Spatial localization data
>>

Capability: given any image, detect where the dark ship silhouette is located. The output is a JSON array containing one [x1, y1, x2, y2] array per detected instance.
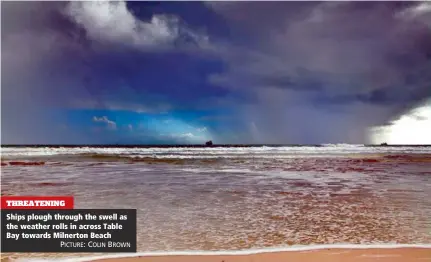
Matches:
[[205, 140, 213, 146]]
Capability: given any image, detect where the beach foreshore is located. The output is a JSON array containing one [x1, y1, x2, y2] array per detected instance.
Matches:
[[86, 248, 431, 262], [7, 247, 429, 262]]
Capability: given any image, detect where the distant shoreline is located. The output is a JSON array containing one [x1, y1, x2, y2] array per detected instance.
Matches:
[[1, 144, 431, 148]]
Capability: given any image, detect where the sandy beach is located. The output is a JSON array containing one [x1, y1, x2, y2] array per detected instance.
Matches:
[[87, 248, 431, 262], [1, 247, 430, 262]]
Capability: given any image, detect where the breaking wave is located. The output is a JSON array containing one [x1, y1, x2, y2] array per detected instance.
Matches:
[[1, 145, 430, 160]]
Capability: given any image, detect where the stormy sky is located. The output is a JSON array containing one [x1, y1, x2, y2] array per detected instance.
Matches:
[[1, 1, 430, 144]]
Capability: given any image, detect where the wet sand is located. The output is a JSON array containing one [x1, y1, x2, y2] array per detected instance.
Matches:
[[91, 248, 431, 262]]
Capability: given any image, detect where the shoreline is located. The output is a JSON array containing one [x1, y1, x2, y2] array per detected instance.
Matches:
[[10, 244, 431, 262], [91, 248, 431, 262]]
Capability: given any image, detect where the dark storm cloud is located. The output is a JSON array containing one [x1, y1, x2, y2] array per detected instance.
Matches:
[[1, 1, 88, 144], [2, 1, 430, 144], [205, 1, 431, 143]]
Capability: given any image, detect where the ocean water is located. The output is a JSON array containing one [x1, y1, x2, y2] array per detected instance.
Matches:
[[1, 145, 431, 260]]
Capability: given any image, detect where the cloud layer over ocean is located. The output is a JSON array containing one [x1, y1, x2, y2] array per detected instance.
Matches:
[[2, 1, 430, 144]]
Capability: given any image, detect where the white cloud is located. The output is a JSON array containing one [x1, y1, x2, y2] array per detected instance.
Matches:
[[161, 132, 212, 143], [160, 132, 194, 139], [66, 0, 207, 49], [370, 100, 431, 145], [92, 116, 117, 130], [177, 133, 195, 138], [397, 1, 431, 21], [197, 127, 207, 132]]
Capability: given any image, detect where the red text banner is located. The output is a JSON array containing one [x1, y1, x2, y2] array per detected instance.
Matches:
[[0, 196, 74, 209]]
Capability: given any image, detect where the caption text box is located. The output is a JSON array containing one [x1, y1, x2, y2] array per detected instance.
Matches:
[[1, 209, 137, 253]]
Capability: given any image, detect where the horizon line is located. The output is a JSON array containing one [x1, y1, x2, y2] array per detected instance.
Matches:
[[1, 144, 431, 148]]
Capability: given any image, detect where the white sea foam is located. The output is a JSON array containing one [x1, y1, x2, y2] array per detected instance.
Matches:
[[1, 145, 430, 158], [12, 244, 431, 262]]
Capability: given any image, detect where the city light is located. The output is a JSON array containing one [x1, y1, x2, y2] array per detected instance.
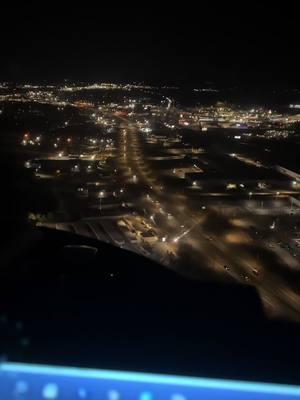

<<

Try it: With the pictures removed, return the data above word for word.

Expected answer:
Capability: given any image, detect where the dark ship silhouette is located. The output is a JSON array containing one [x1, y1, x2, y2] array per detected instance.
Matches:
[[205, 140, 213, 146]]
Capability: given any image, detect where the beach foreshore is located. The output is a JSON array containing one [x1, y1, x2, y2] array per detected instance.
Matches:
[[86, 248, 431, 262], [7, 247, 429, 262]]
Capability: given any image, detect where the distant shoreline is located. The output is a JSON array containing one [x1, y1, x2, y2] array per detected instance.
Matches:
[[1, 144, 431, 148]]
Capability: given any image, detect where the sandy beach is located. The output is a JSON array containing one [x1, y1, x2, y2] array per detected instance.
Matches:
[[87, 248, 431, 262], [1, 247, 430, 262]]
Capability: given any image, detect where the breaking wave is located. The output is a JSON array containing one [x1, y1, x2, y2] array per detected instance.
Matches:
[[1, 145, 430, 160]]
Capability: given any image, detect where the stormy sky is located. The output is a JSON array containing one [x1, y1, x2, y2] array per detected instance.
Matches:
[[1, 1, 430, 144]]
Capability: given any image, detect where the wet sand is located. The output is a JSON array containing one [x1, y1, x2, y2] array per detected instance.
Matches:
[[91, 248, 431, 262]]
Capability: given any image, detect where the shoreline is located. The output is a JSON array containing one [x1, y1, x2, y2] array per detected instance.
Matches:
[[10, 244, 431, 262], [91, 248, 431, 262]]
Capability: given any image, detect where the dark storm cloud is located. The output is a JSON array containing one [x1, y1, x2, y2] array per detected instance.
Matches:
[[1, 1, 88, 144], [2, 1, 430, 144], [205, 1, 431, 143]]
Capability: given any image, detect where the ocean water is located. The output is a JSON array containing one [x1, y1, x2, y2] array per detected instance.
Matches:
[[1, 145, 431, 260]]
Capability: given any image, detect where the cloud layer over ocean is located. The output is a JSON array containing one [x1, y1, x2, y2] array per detected instance.
Matches:
[[2, 1, 430, 144]]
Capability: given any image, detect where the white cloud is located. The output is a JSON array containing one [x1, y1, x2, y2] array per detected instance.
Matches:
[[161, 132, 212, 143], [160, 132, 194, 139], [66, 0, 207, 49], [370, 100, 431, 145], [92, 116, 117, 130], [177, 133, 195, 138], [397, 1, 431, 21], [197, 127, 207, 132]]
Capability: given any image, detect where the red text banner is located. The output is a JSON array containing one [x1, y1, x2, y2] array per detected instance.
Matches:
[[0, 196, 74, 209]]
Capability: given any image, detect where the caption text box is located. The output is a JSON array containing one [x1, y1, x2, y2] array per detected instance.
Matches:
[[1, 209, 137, 253]]
Capability: given any image, detect where the horizon line is located. The output is a JSON array containing one [x1, y1, x2, y2] array per detected instance.
Matches:
[[1, 144, 431, 148]]
Capability: given any image, detect where the white sea foam is located. The output is a JSON array containing one [x1, y1, x2, y2] array per detected instance.
Matches:
[[1, 145, 430, 158], [12, 244, 431, 262]]
Capability: given any image, detect where the city light is located. The output is a JSON array containing one [x1, y1, x2, y2] array per detected instance.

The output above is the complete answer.